* Work instructions: Copy the data below word for word, keeping every line unchanged.

* Material provided:
++++++++++

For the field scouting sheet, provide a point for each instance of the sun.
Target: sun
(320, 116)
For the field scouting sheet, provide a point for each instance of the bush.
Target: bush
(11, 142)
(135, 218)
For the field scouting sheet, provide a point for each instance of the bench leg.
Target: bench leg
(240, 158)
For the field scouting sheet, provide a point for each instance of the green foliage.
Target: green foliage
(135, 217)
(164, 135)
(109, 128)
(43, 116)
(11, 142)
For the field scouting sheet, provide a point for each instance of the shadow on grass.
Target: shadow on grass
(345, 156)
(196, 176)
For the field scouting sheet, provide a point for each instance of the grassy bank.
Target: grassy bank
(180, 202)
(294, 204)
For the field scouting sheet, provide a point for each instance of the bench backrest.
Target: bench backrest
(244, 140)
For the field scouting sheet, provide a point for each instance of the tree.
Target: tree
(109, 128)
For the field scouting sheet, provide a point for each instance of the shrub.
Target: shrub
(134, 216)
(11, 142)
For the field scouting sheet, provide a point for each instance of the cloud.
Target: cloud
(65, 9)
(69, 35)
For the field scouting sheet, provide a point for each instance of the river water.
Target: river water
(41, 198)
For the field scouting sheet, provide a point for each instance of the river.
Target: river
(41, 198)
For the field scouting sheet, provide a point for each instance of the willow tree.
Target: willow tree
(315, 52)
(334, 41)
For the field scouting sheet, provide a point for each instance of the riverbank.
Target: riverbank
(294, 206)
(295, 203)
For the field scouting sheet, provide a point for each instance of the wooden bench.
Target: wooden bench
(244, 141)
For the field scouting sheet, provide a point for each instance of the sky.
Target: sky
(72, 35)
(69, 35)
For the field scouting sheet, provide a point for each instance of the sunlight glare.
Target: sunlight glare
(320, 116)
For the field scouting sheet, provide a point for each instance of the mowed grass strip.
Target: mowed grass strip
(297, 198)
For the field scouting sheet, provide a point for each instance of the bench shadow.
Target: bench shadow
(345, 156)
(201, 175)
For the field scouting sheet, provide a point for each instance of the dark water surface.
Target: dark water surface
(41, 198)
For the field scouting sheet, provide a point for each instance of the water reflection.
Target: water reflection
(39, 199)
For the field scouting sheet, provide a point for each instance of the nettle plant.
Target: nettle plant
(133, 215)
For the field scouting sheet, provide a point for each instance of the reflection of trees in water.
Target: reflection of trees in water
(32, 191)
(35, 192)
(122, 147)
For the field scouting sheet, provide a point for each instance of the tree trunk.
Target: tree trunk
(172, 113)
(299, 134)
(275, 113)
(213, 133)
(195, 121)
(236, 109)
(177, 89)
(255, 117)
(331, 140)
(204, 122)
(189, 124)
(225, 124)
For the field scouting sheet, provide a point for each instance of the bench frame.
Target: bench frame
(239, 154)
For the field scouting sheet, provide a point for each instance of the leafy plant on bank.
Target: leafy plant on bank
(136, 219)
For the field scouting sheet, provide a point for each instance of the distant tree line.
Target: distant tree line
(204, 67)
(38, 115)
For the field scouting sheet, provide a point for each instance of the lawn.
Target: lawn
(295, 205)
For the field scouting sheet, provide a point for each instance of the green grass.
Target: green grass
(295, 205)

++++++++++

* Result below:
For the field scouting sheet, provide a point for each instance of the sun.
Target: sun
(320, 116)
For the field scouting sheet, provide a point for each instance of the bush.
Target: bush
(11, 142)
(135, 218)
For the field scouting sheet, provide a point for each instance of the bench leg.
Target: bench leg
(240, 158)
For the field scouting sheet, provide a point for each instance of the green foliage.
Target: green foliage
(135, 217)
(164, 135)
(109, 128)
(43, 116)
(11, 142)
For the field scouting sheet, provide a point for each instance of the shadow on grass.
Target: shadow on grass
(345, 156)
(196, 176)
For the field scouting sheet, provide a point for each instance of the grassy bank.
Target: grassy bank
(180, 202)
(294, 204)
For the field scouting sheet, provide a point for each instance of the bench backrest.
Target: bench backrest
(244, 140)
For the field scouting sheet, provide a point for each instance of the tree.
Target: tree
(109, 128)
For the field scouting sheet, provide a point for each instance of the shrub.
Target: shrub
(134, 216)
(11, 142)
For the field scouting sheet, provide a point for each instance of the cloud.
Target: cloud
(65, 9)
(69, 35)
For the field scouting sheet, provide a point for each instance of the river water.
Target: river water
(41, 198)
For the field scouting sheet, provide a point for each instance of the river.
Target: river
(41, 198)
For the field scouting sheet, provide a point for each instance of the willow tree.
Target: willow tree
(315, 52)
(334, 41)
For the field scouting sheet, provide a point for each instance of the riverbank.
Target: riverbank
(294, 206)
(295, 203)
For the field scouting sheet, provide a point for each instance of the wooden bench.
Target: wooden bench
(244, 141)
For the field scouting sheet, provide a point for each instance of the sky.
Target: sky
(72, 35)
(69, 35)
For the field scouting sheet, provide a point for each instance of the sunlight glare.
Target: sunlight glare
(320, 116)
For the field scouting sheet, provide a point for each instance of the mowed grass strip.
Target: mowed grass strip
(297, 198)
For the field scouting sheet, provide a point for each instance of the bench shadow.
Target: bench shadow
(345, 156)
(201, 175)
For the field scouting sheet, provide a point for each instance of the dark water surface.
Target: dark water surface
(41, 198)
For the field scouting sheet, provide a point for each instance of the water reflection.
Target: water reflection
(39, 199)
For the field scouting sheet, provide a point for each instance of the nettle plant.
Target: nettle plant
(133, 215)
For the field scouting sheet, provide a point for each instance of the reflection of trees in water.
Target: reflection of trees in water
(32, 191)
(35, 192)
(122, 147)
For the field scouting sheet, provide a point for each instance of the tree trunk.
Target: tree trunk
(172, 113)
(299, 134)
(275, 113)
(213, 133)
(195, 121)
(236, 109)
(177, 89)
(255, 117)
(331, 140)
(204, 122)
(189, 124)
(225, 124)
For the field scouting sheet, provide a point for each instance of the bench frame.
Target: bench frame
(239, 154)
For the field scouting sheet, provide a point for each instance of the leafy plant on bank.
Target: leafy plant on bank
(136, 219)
For the field scouting sheet, provide a point for each instance of the distant tree line.
Target: distant tree line
(204, 67)
(38, 115)
For the field scouting sheet, provide a point for each instance of the lawn.
Target: lawn
(295, 205)
For the field scouting sheet, provide a point for each instance of the green grass.
Target: green grass
(295, 205)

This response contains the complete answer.